(Position identification records)
========================

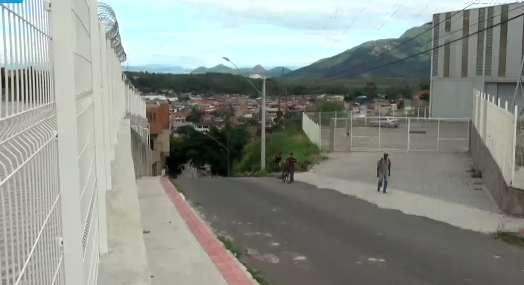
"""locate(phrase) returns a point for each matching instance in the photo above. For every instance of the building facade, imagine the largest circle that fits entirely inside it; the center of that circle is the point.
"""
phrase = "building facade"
(159, 126)
(487, 59)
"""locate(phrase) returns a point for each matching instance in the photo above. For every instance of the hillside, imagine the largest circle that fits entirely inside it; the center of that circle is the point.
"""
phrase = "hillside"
(351, 61)
(157, 68)
(258, 69)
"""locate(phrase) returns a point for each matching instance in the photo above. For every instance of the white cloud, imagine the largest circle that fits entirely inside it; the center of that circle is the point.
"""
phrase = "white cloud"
(315, 14)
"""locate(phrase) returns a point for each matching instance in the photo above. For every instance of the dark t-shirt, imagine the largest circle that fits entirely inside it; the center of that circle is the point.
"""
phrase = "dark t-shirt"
(291, 161)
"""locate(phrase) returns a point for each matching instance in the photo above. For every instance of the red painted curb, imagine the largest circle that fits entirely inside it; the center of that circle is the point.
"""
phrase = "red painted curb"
(229, 269)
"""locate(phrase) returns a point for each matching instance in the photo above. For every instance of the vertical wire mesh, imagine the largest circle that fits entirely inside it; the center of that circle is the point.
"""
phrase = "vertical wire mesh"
(30, 212)
(519, 151)
(30, 217)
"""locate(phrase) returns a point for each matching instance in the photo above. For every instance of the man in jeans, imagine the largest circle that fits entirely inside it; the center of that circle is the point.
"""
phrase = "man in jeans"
(291, 161)
(383, 172)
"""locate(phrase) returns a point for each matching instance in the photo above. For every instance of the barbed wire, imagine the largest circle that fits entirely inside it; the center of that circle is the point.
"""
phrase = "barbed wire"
(107, 16)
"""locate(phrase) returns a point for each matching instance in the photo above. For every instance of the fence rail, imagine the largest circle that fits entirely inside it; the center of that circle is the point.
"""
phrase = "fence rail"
(499, 127)
(311, 129)
(63, 98)
(399, 134)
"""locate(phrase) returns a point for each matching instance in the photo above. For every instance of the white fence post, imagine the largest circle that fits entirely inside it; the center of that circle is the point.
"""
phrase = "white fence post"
(438, 133)
(98, 126)
(409, 132)
(514, 149)
(63, 49)
(105, 105)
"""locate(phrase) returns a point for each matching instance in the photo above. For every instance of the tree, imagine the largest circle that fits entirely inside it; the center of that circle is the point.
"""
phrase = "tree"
(329, 107)
(207, 148)
(195, 116)
(424, 96)
(371, 90)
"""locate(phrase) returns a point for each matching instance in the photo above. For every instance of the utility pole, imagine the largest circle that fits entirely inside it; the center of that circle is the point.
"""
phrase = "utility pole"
(279, 91)
(263, 131)
(228, 156)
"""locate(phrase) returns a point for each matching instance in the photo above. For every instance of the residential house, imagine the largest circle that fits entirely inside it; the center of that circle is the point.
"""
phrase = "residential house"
(160, 131)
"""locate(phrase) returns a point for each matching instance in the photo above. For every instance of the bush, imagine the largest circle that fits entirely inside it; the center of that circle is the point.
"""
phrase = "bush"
(291, 139)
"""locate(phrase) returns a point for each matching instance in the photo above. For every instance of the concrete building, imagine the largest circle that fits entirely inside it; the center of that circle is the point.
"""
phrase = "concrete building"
(158, 117)
(489, 59)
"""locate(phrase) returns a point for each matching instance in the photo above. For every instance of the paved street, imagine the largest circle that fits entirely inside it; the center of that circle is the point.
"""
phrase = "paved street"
(299, 234)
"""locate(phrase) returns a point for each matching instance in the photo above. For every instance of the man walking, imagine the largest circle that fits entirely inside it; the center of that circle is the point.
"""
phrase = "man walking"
(383, 172)
(291, 161)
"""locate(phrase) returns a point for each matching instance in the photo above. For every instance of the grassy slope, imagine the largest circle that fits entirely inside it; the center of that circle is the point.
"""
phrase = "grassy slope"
(287, 141)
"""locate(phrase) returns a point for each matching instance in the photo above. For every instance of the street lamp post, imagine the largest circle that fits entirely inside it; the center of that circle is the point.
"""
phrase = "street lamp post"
(263, 131)
(226, 148)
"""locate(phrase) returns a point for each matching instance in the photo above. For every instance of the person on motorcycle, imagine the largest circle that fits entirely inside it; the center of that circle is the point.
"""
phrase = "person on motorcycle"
(290, 165)
(278, 161)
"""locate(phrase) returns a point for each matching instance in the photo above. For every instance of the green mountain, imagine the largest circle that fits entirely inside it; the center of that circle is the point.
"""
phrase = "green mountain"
(278, 71)
(258, 69)
(360, 60)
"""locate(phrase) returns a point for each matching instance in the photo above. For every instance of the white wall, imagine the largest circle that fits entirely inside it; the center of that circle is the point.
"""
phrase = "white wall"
(496, 121)
(311, 129)
(452, 98)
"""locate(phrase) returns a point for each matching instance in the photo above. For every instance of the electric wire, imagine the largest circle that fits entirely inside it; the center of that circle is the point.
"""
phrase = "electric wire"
(374, 58)
(423, 52)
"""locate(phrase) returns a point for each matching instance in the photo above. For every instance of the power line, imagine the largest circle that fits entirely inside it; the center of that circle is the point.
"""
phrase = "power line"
(392, 14)
(374, 58)
(411, 39)
(423, 52)
(483, 20)
(352, 21)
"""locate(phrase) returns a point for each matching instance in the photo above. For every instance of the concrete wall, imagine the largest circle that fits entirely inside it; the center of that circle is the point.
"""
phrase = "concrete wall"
(501, 47)
(491, 57)
(452, 98)
(508, 199)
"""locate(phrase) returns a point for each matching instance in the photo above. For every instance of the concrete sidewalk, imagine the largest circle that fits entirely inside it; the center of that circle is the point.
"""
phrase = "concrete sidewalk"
(459, 215)
(180, 248)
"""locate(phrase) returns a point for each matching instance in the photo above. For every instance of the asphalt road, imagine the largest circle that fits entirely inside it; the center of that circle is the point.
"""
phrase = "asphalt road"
(298, 234)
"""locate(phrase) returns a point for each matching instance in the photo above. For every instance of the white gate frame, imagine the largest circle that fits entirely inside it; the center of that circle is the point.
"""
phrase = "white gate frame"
(351, 136)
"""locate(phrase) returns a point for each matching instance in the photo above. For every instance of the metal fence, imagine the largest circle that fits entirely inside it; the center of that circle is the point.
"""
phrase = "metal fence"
(63, 100)
(311, 129)
(411, 134)
(500, 129)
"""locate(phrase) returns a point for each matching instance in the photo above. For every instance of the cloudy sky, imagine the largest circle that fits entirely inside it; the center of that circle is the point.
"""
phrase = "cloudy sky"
(192, 33)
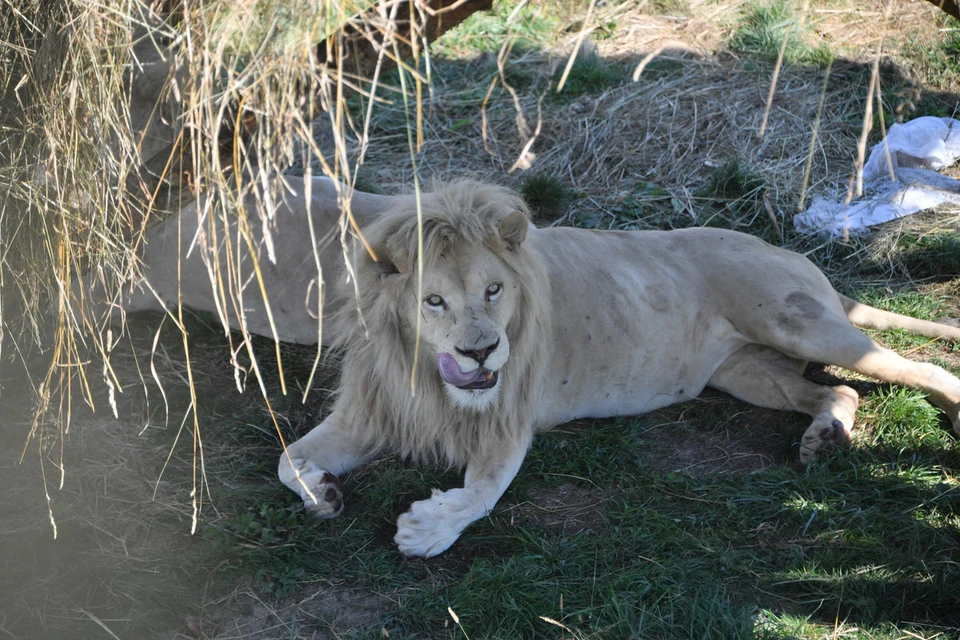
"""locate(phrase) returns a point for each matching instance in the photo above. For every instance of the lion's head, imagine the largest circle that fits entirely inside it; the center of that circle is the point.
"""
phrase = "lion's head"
(479, 313)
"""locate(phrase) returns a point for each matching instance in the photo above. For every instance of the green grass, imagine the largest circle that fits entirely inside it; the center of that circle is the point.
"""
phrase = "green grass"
(867, 537)
(765, 26)
(590, 74)
(486, 31)
(546, 195)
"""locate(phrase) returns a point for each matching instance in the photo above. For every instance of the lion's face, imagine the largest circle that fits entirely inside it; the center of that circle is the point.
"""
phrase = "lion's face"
(469, 296)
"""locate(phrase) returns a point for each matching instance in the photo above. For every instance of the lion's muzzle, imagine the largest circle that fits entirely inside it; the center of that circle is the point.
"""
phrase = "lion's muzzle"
(450, 372)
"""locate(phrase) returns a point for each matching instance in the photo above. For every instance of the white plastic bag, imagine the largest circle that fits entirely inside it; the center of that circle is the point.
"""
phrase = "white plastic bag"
(899, 178)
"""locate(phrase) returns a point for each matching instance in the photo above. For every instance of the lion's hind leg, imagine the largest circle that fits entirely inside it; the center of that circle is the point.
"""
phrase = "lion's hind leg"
(767, 378)
(835, 341)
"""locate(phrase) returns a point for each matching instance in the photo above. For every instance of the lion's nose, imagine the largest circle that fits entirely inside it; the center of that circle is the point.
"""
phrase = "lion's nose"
(479, 354)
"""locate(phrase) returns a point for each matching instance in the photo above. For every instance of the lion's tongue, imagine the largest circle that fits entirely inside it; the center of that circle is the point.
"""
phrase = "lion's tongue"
(451, 373)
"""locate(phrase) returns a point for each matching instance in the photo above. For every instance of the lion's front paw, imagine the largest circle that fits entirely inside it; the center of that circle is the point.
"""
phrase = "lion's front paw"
(430, 526)
(320, 489)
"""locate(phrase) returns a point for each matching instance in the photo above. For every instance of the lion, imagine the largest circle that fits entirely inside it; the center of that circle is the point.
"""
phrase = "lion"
(517, 329)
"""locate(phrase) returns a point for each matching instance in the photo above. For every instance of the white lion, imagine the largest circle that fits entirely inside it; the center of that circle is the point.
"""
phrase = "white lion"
(521, 329)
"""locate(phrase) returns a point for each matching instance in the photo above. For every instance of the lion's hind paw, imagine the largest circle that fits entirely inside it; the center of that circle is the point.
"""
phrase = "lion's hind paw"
(822, 434)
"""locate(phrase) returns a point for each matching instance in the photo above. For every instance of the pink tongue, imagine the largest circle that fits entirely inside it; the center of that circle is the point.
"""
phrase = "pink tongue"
(451, 373)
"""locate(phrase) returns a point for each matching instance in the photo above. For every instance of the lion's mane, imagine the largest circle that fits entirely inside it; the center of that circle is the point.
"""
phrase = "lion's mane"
(375, 395)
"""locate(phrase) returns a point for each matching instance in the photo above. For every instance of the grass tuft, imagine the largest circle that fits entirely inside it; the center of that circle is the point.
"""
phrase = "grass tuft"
(546, 195)
(765, 27)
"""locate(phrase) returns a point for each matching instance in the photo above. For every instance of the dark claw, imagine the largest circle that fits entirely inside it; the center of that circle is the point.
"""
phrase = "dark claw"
(329, 478)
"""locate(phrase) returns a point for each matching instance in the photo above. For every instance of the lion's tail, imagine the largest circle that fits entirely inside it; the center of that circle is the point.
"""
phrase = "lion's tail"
(868, 317)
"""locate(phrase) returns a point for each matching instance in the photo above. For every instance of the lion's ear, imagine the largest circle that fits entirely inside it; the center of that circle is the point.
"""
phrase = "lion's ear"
(383, 265)
(513, 229)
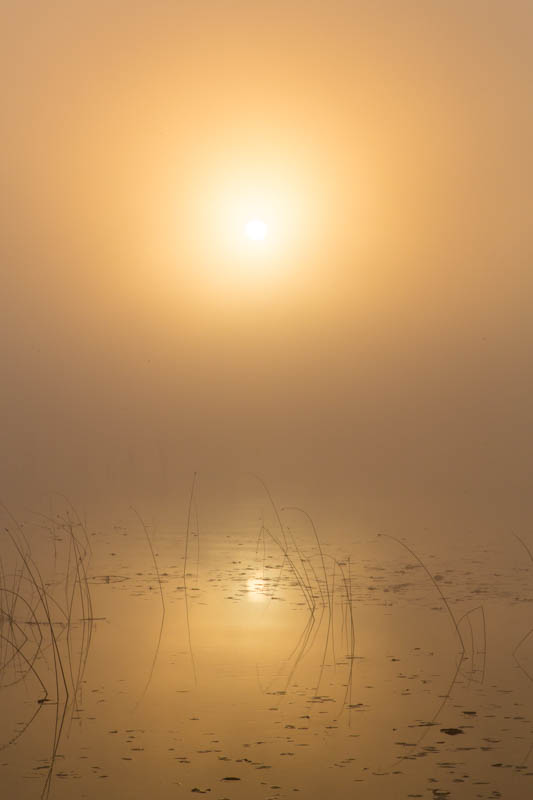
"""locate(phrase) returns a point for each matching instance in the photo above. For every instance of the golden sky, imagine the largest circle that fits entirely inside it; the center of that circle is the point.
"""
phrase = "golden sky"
(376, 348)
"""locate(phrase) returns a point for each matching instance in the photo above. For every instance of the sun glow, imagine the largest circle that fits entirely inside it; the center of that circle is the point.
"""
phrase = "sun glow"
(256, 230)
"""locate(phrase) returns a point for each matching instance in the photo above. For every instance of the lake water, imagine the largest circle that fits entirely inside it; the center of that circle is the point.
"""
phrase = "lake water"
(261, 663)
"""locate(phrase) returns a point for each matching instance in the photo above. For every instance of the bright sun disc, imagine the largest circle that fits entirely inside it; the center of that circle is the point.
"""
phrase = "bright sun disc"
(256, 230)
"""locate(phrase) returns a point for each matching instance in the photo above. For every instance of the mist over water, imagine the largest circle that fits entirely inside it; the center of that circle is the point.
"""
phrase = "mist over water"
(369, 367)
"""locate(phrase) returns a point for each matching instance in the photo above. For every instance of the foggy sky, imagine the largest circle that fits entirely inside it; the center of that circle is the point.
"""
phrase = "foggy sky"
(389, 375)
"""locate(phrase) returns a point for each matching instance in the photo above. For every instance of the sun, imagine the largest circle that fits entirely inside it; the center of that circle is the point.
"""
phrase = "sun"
(256, 230)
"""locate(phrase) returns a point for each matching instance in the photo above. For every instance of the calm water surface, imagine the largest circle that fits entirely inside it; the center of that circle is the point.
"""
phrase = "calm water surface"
(247, 664)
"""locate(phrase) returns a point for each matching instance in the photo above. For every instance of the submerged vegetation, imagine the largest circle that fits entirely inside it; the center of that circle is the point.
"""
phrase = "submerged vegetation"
(47, 619)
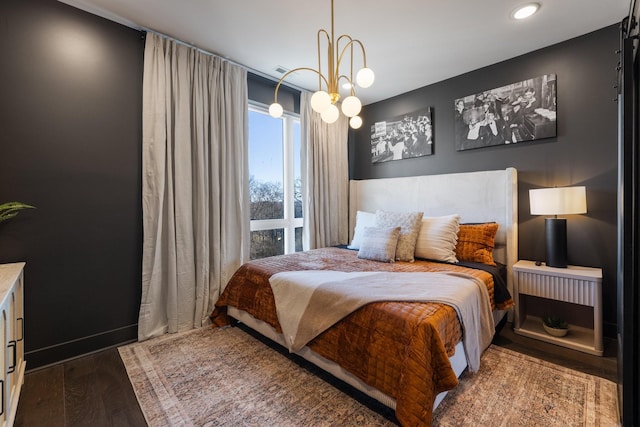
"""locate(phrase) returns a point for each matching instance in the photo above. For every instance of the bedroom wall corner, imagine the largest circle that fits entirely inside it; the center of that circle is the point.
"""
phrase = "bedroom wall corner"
(71, 110)
(583, 153)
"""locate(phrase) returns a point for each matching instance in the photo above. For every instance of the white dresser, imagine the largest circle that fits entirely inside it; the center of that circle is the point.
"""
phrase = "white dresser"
(12, 335)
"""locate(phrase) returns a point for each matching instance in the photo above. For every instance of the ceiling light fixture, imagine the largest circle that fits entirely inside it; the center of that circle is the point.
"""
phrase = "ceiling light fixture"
(325, 101)
(525, 11)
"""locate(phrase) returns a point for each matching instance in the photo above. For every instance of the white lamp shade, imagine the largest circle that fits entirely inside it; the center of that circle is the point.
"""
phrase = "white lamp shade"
(355, 122)
(365, 77)
(351, 106)
(320, 101)
(331, 114)
(558, 201)
(275, 110)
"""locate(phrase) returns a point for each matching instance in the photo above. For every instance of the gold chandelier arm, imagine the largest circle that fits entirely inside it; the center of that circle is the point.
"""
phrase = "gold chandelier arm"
(322, 78)
(352, 91)
(350, 44)
(320, 75)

========================

Transcribe only the trailing portion of the entries above: the line that contains "the white lamp" and each line after it.

Exercise solution:
"""locate(phrase) returns a point for each matching instance in the photo above. For every instance of the white lamp shade, imagine the largest circle that fits entirely inside it; the center of that circle is the point.
"""
phrase = "white lamp shade"
(355, 122)
(365, 77)
(351, 106)
(320, 101)
(331, 114)
(558, 201)
(275, 110)
"""locate(phrase) returns a point for each matching instance in the photo above. For every instance of the gold chandelier arm, imagine the largest circle that fits entirely inside it; the center of that circle is the point.
"""
phrase = "gold chandelier arm"
(322, 78)
(352, 91)
(350, 44)
(320, 75)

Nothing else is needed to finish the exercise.